**ZADANIE DO WYKONANIA:**
Czy możesz podać jeszcze raz, słowo w słowo, wiersze od tego z „of the dog's” aż do tego z „x=553 y=494” włącznie?

+-------+

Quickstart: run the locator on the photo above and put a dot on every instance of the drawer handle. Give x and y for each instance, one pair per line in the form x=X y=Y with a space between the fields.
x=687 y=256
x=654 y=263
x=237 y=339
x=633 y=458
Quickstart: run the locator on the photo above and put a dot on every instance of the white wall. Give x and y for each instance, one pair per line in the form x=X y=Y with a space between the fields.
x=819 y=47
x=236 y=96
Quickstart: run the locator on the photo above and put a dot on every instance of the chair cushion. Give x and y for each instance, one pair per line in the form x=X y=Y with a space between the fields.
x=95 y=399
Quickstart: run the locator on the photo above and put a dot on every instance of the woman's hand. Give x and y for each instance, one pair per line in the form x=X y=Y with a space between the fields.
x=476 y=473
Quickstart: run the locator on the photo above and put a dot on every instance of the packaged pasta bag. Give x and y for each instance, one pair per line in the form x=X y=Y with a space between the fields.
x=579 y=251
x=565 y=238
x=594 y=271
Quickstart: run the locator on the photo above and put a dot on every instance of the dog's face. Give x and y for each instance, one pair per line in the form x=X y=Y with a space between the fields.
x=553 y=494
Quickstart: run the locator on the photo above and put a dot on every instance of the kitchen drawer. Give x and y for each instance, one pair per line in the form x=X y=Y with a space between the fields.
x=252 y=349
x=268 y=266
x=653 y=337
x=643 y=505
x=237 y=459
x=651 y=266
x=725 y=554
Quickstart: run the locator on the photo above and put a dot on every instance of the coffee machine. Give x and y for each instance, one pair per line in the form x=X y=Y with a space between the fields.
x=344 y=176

+-------+

**WYNIK ZADANIA:**
Quickstart: run the locator on the photo above and put a dot on every instance of the dog's face. Give x and y for each instance, one pair per line in the form x=X y=Y with a space between the fields.
x=553 y=494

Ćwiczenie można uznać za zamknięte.